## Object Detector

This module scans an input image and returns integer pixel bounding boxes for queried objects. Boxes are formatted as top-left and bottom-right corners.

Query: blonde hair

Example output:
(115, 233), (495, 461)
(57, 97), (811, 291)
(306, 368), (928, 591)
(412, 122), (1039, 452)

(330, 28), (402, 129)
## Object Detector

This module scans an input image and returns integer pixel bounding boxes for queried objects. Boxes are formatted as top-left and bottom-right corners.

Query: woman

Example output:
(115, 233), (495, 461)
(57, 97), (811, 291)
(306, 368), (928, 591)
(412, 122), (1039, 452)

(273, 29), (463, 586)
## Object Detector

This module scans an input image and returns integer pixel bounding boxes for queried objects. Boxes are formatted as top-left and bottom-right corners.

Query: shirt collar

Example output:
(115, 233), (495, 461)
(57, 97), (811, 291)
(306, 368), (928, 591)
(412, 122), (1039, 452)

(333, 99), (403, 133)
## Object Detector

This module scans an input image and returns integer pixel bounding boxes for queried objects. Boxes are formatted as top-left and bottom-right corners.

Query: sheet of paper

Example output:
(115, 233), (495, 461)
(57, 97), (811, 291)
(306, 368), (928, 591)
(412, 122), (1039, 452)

§ Required work: Rescale the rows above: reproduce each in full, its request included, but multiply every bounding-box corner coordinate in the answers by 2.2 and round to the nearest whole number, halves up. Leave the numbers in the requests and their sample output unchanged.

§ Expected output:
## Object Detector

This module scans an input image and returns integer pixel bounding boxes for queried objects. Boxes are formatted as top-left and bottom-right corners.

Query: blonde hair

Example output:
(115, 233), (495, 461)
(57, 97), (811, 291)
(306, 368), (928, 591)
(412, 122), (1039, 452)

(726, 62), (884, 284)
## Object Detector

This module scans an input image and returns integer pixel bounding boxes for queried objects. Boxes are formatted as top-left and bottom-right corners.

Query: woman

Example output:
(115, 233), (495, 461)
(57, 97), (811, 291)
(306, 368), (928, 591)
(412, 122), (1039, 452)

(601, 64), (1019, 1289)
## Object Detector

This module scans an input image and returns integer pixel bounding boxes for queried objects. Boxes are formatted as top-left and bottom-right corners.

Query: shirt collar

Example output:
(115, 233), (495, 461)
(57, 97), (811, 291)
(306, 368), (928, 591)
(412, 122), (1039, 452)

(733, 218), (887, 293)
## Object Detector

This module scans an input image and returns integer pixel bounding boxes for queried objects. Boxes are formatted as top-left and bottom-right corners.

Query: sheet of paper

Example output:
(115, 233), (495, 461)
(57, 97), (811, 291)
(306, 368), (928, 591)
(412, 122), (1039, 452)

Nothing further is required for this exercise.